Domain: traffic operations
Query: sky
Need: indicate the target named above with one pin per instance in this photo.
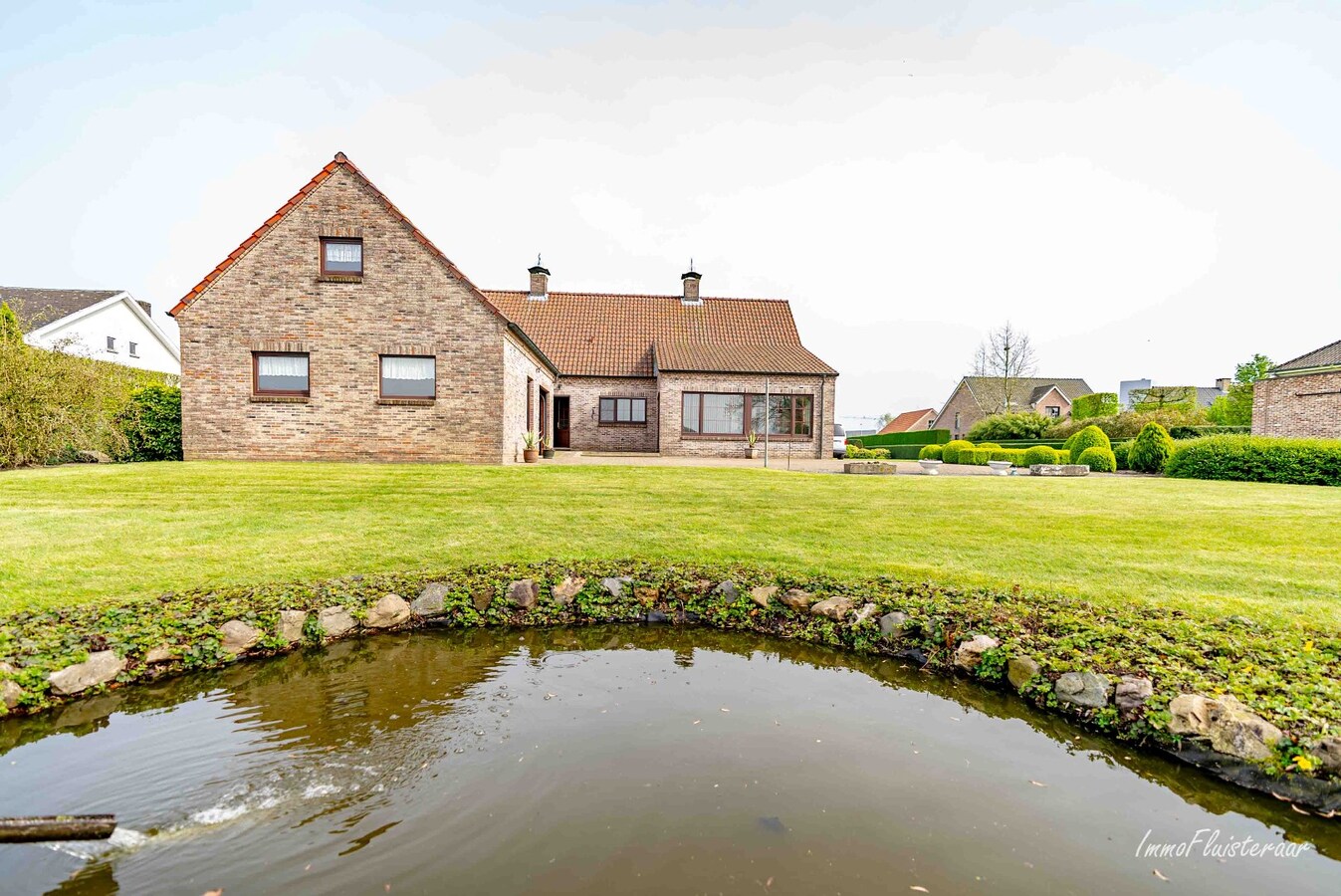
(1148, 189)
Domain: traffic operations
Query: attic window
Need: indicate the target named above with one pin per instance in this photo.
(342, 257)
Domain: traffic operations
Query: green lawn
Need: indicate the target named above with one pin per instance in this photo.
(77, 534)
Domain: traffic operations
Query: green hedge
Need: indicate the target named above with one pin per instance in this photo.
(918, 437)
(1100, 404)
(1303, 462)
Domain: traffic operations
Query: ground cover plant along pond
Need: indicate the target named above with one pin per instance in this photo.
(617, 758)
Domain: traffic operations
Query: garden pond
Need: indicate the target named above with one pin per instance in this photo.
(648, 760)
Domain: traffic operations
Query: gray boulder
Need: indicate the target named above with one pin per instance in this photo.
(1132, 694)
(615, 586)
(764, 594)
(727, 590)
(236, 636)
(431, 599)
(834, 608)
(524, 593)
(99, 668)
(1084, 690)
(389, 612)
(291, 625)
(335, 621)
(893, 625)
(970, 653)
(1020, 671)
(568, 589)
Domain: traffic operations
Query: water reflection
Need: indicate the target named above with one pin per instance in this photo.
(371, 752)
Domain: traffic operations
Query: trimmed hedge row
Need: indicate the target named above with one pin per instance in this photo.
(1259, 459)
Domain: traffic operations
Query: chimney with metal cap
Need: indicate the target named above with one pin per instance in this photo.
(691, 286)
(540, 281)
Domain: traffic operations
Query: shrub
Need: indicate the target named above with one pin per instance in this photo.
(857, 452)
(1151, 450)
(1088, 437)
(1098, 404)
(950, 452)
(1305, 462)
(1101, 460)
(1039, 455)
(151, 424)
(1009, 425)
(1120, 452)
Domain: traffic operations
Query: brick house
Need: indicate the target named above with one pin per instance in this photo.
(978, 397)
(1301, 397)
(336, 331)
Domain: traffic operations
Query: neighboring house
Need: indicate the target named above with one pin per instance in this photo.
(1132, 390)
(109, 325)
(911, 421)
(978, 397)
(338, 331)
(1301, 397)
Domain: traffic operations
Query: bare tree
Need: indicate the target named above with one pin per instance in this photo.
(1004, 358)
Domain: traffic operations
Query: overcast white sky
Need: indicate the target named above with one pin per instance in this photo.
(1150, 189)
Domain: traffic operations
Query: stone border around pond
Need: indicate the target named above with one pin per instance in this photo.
(147, 640)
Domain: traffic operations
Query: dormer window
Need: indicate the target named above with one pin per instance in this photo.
(342, 257)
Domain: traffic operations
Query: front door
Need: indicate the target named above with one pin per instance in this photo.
(560, 421)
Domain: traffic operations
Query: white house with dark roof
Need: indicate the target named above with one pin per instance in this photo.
(108, 325)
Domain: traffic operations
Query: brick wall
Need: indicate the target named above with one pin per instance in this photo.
(587, 433)
(1302, 406)
(274, 298)
(819, 444)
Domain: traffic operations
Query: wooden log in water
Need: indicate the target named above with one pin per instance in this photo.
(41, 827)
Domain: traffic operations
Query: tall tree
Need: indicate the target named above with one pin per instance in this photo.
(1005, 357)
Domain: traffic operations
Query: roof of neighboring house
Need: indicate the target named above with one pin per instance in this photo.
(905, 421)
(1026, 390)
(603, 335)
(1328, 355)
(38, 308)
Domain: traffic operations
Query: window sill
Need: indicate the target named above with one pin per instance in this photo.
(278, 400)
(406, 402)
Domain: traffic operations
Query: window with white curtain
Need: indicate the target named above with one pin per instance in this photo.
(279, 373)
(342, 257)
(409, 375)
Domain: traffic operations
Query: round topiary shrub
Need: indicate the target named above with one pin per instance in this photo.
(1101, 460)
(1152, 450)
(950, 454)
(1039, 455)
(1086, 437)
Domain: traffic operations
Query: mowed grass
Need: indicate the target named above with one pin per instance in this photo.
(78, 534)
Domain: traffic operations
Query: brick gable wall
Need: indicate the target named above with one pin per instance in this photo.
(1302, 406)
(274, 298)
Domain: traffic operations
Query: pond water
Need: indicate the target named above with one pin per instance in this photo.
(615, 760)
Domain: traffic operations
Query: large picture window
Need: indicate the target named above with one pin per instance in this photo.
(711, 413)
(409, 377)
(630, 410)
(342, 258)
(279, 373)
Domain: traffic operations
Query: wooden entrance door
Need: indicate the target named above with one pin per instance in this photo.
(560, 421)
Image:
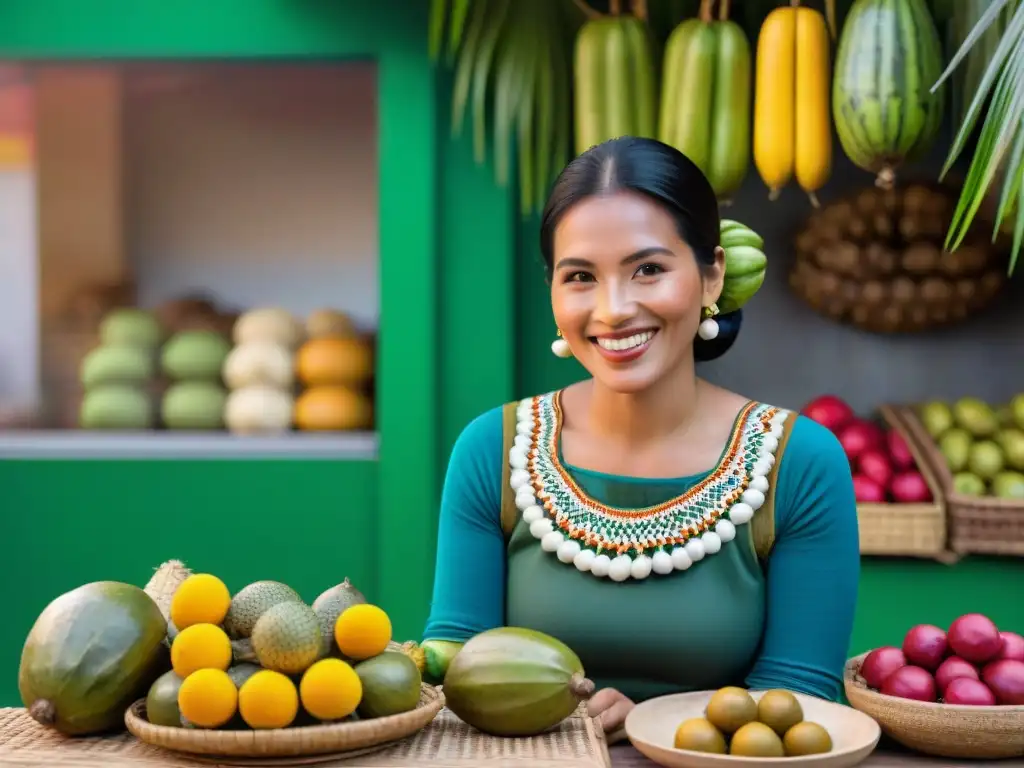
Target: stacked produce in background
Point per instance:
(875, 260)
(971, 665)
(259, 372)
(706, 96)
(792, 126)
(335, 366)
(260, 658)
(982, 444)
(118, 377)
(889, 56)
(192, 361)
(615, 81)
(884, 469)
(202, 382)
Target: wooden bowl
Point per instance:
(937, 729)
(651, 727)
(334, 740)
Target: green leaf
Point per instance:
(1000, 141)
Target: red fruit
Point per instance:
(829, 412)
(967, 691)
(880, 664)
(1013, 646)
(910, 487)
(867, 491)
(858, 436)
(926, 646)
(898, 451)
(973, 637)
(1006, 678)
(875, 465)
(910, 682)
(952, 669)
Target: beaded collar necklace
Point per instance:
(624, 544)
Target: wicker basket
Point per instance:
(978, 525)
(906, 529)
(336, 739)
(941, 730)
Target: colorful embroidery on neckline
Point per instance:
(626, 544)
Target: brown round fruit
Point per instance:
(730, 709)
(806, 738)
(697, 734)
(756, 740)
(779, 710)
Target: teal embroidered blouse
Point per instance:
(726, 621)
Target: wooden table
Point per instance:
(624, 756)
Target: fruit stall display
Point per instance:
(972, 670)
(875, 259)
(202, 657)
(977, 450)
(263, 372)
(900, 507)
(185, 656)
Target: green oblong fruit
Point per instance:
(331, 604)
(889, 55)
(615, 91)
(515, 682)
(162, 700)
(391, 685)
(252, 602)
(737, 291)
(90, 653)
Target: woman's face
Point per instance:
(627, 291)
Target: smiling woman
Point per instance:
(675, 535)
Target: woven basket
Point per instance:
(978, 525)
(335, 739)
(906, 529)
(940, 730)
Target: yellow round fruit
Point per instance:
(202, 646)
(208, 698)
(268, 699)
(201, 598)
(331, 689)
(363, 632)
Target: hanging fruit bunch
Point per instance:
(792, 125)
(875, 260)
(615, 78)
(886, 114)
(706, 96)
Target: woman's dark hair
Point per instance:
(663, 174)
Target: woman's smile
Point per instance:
(624, 346)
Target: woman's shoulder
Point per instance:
(814, 475)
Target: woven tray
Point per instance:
(978, 525)
(446, 742)
(906, 529)
(940, 730)
(336, 739)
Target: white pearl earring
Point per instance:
(708, 329)
(560, 347)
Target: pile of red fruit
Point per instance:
(973, 665)
(883, 466)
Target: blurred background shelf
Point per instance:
(62, 444)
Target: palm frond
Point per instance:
(999, 152)
(513, 64)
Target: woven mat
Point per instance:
(448, 742)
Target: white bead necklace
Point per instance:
(626, 544)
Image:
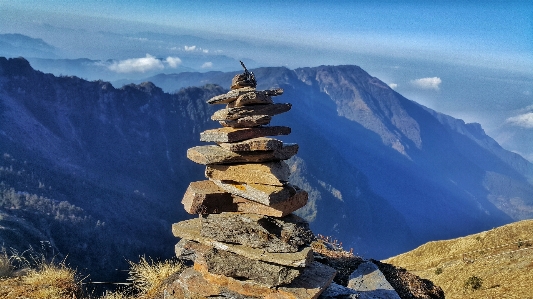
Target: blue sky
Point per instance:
(469, 59)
════
Exercise prompt: Scan the data above and report each line in which "wall" is present.

Output for this exercise:
Query: brick wall
Query: brick gable wall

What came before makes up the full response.